Mineo. Centinaia di migranti hanno dato vita a una vasta, forte protesta. Denunciano le pesanti condizioni di vita all’interno del centro di accoglienza, il più grande e famoso d’Europa. Qui non si tratta di una struttura abusiva: si tratta di un enorme campo “governativo”, che dipende dal ministero dell’interno e dalla prefettura, ma il tipo di “ospitalità” non è molto dissimile da quello di tanti campi “spontanei”. E l’angoscia per il futuro esattamente la stessa. Anzi, ora, con le restrizioni annunciate dal Governo, ancora più pesante.
Roma e Mineo. Ma si possono citare decine, centinaia di casi analoghi in tutta Italia. Il punto è, infatti, che a non funzionare è il sistema stesso. Tutto il sistema, perché invece di accogliere diventa esso stesso uno strumento di clandestinazione forzata, parcheggiando i migranti come in un limbo, per anni, nell’attesa infinita delle risposte alle domande di asilo e facendo quasi sempre dei “fantasmi” senza diritti persino quelli che ottengono il permesso di soggiorno, perché quasi non esiste un percorso di inclusione sociale che se ne faccia carico. 
Gli ultimi provvedimenti previsti dal Governo, a partire dal capitolo immigrazione del decreto sicurezza, peggioreranno ulteriormente la situazione: per i rifugiati, ma anche per la vita delle città, grandi e piccole, che ospitano una qualche struttura che si occupa dei migranti. Quello che emerge, infatti, è la volontà non di migliorare ma di restringere al massimo l’accoglienza e, di contro, moltiplicare la politica di chiusura e respingimento. Sono diverse le cose che preoccupano nel programma messo in moto. In particolare, però,
– La soppressione di fatto del sistema Sprar, il capitolo gestito dai Comuni, la parte migliore di tutto il sistema, ispirato al principio dell’accoglienza diffusa e l’unico che preveda un itinerario di integrazione sociale, basandosi su piccoli nuclei sparsi nel territorio. In sostanza, il solo settore che funziona. In questo modo si tornerà alle grandi “concentrazioni” senza sbocco, quasi sempre ingestibili e che sono, queste sì, fonte di problemi, frustrazione, difficoltà, sospetto, ostilità, ecc.

[Voci di etichettatura della posizione nelle immagini]
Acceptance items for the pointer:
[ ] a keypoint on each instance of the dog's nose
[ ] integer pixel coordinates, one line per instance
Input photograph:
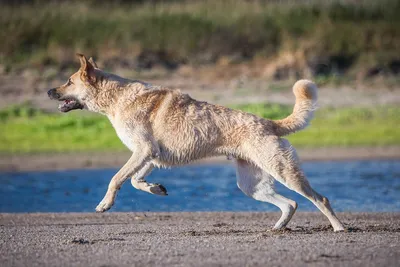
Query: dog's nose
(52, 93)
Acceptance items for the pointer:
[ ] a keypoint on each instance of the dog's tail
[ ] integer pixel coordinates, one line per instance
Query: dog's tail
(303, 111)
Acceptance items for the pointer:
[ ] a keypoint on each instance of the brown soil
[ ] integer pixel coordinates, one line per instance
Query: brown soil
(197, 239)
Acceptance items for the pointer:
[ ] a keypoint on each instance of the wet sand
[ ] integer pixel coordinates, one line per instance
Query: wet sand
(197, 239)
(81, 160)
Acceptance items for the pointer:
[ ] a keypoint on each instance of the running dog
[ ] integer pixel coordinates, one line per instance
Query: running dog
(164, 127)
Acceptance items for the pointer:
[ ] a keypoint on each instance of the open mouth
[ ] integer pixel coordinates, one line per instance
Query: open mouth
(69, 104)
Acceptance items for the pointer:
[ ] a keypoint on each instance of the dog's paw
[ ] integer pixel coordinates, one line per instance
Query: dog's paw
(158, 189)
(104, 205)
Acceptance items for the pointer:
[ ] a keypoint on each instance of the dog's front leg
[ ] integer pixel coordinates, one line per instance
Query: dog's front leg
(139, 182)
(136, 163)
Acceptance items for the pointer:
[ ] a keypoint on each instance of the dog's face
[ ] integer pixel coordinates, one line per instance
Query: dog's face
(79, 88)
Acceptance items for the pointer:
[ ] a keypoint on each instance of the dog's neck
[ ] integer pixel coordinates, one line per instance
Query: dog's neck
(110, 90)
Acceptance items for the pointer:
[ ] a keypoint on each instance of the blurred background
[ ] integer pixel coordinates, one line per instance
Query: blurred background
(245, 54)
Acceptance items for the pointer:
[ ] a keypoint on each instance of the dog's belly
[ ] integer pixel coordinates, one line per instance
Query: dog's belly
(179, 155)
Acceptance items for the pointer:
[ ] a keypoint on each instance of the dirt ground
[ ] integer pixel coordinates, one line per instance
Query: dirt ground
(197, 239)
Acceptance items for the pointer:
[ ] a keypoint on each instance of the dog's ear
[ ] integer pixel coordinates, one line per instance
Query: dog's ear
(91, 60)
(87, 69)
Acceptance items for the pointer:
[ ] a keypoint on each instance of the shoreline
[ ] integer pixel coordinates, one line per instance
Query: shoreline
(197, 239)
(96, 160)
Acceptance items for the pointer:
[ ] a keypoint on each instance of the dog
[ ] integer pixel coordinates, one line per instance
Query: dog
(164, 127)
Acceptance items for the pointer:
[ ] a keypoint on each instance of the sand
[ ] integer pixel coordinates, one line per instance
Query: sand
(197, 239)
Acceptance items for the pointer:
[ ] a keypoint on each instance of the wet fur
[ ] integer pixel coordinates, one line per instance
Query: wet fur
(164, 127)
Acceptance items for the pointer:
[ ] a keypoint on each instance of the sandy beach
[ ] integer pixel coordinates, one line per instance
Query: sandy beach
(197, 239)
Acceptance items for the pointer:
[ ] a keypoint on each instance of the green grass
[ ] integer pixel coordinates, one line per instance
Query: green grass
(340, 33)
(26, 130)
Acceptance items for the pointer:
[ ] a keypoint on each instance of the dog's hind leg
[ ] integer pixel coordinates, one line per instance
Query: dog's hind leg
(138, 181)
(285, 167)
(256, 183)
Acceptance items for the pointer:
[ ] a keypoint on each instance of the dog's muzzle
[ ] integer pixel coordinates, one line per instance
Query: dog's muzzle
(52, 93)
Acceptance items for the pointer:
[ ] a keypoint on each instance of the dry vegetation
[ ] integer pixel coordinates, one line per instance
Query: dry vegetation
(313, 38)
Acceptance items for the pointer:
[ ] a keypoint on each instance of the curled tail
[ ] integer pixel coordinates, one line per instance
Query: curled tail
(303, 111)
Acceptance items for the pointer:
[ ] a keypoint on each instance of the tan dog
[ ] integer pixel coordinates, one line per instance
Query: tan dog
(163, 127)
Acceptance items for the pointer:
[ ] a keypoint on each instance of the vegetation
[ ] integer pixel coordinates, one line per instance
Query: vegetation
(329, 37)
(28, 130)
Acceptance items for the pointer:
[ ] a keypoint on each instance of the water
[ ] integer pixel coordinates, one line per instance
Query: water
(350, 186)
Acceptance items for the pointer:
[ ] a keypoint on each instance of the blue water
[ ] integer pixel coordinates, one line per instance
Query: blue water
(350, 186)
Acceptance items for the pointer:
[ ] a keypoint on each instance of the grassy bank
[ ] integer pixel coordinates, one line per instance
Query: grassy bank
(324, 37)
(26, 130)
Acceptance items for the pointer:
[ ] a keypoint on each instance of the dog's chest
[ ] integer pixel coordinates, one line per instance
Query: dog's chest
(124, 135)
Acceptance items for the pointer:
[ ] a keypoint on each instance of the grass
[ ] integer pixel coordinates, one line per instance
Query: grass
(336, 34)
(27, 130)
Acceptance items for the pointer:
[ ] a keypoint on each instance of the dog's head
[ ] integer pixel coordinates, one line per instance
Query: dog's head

## [CONSEGNA SCRITTA]
Rispondi a queste domande sul brano sull'accoglienza dei migranti:
(a) Da chi dipende il centro di accoglienza di Mineo?
(b) Chi gestisce il sistema Sprar?
(c) Su che cosa si basa il sistema Sprar?
I record non hanno alcun legame con il brano.

## [SOLUZIONE DEL QUESITO]
(a) Il centro di accoglienza di Mineo dipende dal ministero dell'interno e dalla prefettura.
(b) Il sistema Sprar è gestito dai Comuni.
(c) Il sistema Sprar si basa su piccoli nuclei sparsi nel territorio.